TASK BRIEF. Could you print all the entries exactly?

++++ RECORDS PROVIDED ++++

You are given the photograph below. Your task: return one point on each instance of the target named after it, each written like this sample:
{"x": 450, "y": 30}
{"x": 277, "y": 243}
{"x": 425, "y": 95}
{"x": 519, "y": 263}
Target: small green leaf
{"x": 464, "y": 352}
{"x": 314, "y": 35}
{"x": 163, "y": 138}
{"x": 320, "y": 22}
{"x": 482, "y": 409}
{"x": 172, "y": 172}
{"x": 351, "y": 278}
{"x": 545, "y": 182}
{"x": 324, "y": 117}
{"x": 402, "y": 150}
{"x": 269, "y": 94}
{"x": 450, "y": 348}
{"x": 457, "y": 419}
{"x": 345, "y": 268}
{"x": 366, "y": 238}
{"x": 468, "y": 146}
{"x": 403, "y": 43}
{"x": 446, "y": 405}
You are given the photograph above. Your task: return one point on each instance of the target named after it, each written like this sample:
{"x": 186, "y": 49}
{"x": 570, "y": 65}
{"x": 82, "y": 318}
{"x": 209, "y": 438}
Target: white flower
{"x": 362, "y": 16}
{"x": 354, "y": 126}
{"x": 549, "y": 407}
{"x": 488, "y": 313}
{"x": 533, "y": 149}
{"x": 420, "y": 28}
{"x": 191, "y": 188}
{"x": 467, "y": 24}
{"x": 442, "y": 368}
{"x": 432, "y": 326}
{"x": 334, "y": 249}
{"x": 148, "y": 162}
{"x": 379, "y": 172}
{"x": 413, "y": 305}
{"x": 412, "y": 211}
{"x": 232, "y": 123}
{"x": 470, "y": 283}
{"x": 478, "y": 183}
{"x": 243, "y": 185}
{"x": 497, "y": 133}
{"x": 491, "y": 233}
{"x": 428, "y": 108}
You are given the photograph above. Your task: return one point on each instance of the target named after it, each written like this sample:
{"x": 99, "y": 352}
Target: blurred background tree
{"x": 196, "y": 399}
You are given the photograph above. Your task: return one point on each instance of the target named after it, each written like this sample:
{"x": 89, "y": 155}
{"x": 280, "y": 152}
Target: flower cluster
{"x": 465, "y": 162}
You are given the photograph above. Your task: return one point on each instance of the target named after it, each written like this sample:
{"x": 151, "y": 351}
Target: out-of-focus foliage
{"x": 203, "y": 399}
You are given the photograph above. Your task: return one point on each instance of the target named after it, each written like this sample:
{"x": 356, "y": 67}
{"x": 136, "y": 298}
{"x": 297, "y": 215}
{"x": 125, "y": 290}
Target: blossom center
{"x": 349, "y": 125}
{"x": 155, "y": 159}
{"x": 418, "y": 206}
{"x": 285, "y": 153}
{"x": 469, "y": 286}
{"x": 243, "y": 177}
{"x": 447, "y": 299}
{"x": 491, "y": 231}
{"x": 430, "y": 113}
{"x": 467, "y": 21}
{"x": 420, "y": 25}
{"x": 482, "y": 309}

++++

TASK SOLUTION.
You are given the photograph below. Your task: return one point on each instance of the target named after it, each written like this sample:
{"x": 450, "y": 30}
{"x": 277, "y": 243}
{"x": 425, "y": 95}
{"x": 519, "y": 263}
Target: small green leaf
{"x": 464, "y": 352}
{"x": 314, "y": 35}
{"x": 163, "y": 138}
{"x": 320, "y": 22}
{"x": 482, "y": 409}
{"x": 172, "y": 172}
{"x": 351, "y": 278}
{"x": 545, "y": 182}
{"x": 324, "y": 117}
{"x": 402, "y": 150}
{"x": 269, "y": 94}
{"x": 450, "y": 348}
{"x": 457, "y": 419}
{"x": 345, "y": 268}
{"x": 366, "y": 238}
{"x": 468, "y": 146}
{"x": 403, "y": 43}
{"x": 446, "y": 405}
You are given the photograph above. Your task: return one point on each instance of the target named after it, each written like this sample:
{"x": 186, "y": 49}
{"x": 570, "y": 65}
{"x": 82, "y": 318}
{"x": 209, "y": 438}
Target: white flower
{"x": 362, "y": 16}
{"x": 354, "y": 126}
{"x": 549, "y": 407}
{"x": 488, "y": 313}
{"x": 533, "y": 149}
{"x": 420, "y": 28}
{"x": 191, "y": 188}
{"x": 467, "y": 24}
{"x": 442, "y": 368}
{"x": 432, "y": 326}
{"x": 334, "y": 249}
{"x": 148, "y": 162}
{"x": 379, "y": 172}
{"x": 413, "y": 305}
{"x": 412, "y": 211}
{"x": 232, "y": 123}
{"x": 470, "y": 283}
{"x": 478, "y": 183}
{"x": 243, "y": 185}
{"x": 497, "y": 133}
{"x": 491, "y": 233}
{"x": 428, "y": 108}
You are given the photograph above. Your task: return one point on each instance of the target named after it, each written like this sample:
{"x": 99, "y": 352}
Target: blurred background tree
{"x": 196, "y": 399}
You are given the photograph above. Your task: return one point on each instance of the target named after it, each written like this sample:
{"x": 89, "y": 155}
{"x": 280, "y": 152}
Target: flower cluster
{"x": 465, "y": 162}
You are given the photograph above. Your task: return one point on each instance of the target named after it, each written like this sample:
{"x": 151, "y": 351}
Target: out-of-focus foliage
{"x": 203, "y": 399}
You are given the photograph above. Your task: return one point on each instance of the target named after it, each written like this sample:
{"x": 356, "y": 67}
{"x": 136, "y": 298}
{"x": 297, "y": 215}
{"x": 125, "y": 290}
Target: blossom center
{"x": 349, "y": 125}
{"x": 155, "y": 159}
{"x": 418, "y": 206}
{"x": 285, "y": 153}
{"x": 469, "y": 286}
{"x": 243, "y": 177}
{"x": 447, "y": 299}
{"x": 491, "y": 231}
{"x": 430, "y": 113}
{"x": 467, "y": 21}
{"x": 420, "y": 25}
{"x": 482, "y": 309}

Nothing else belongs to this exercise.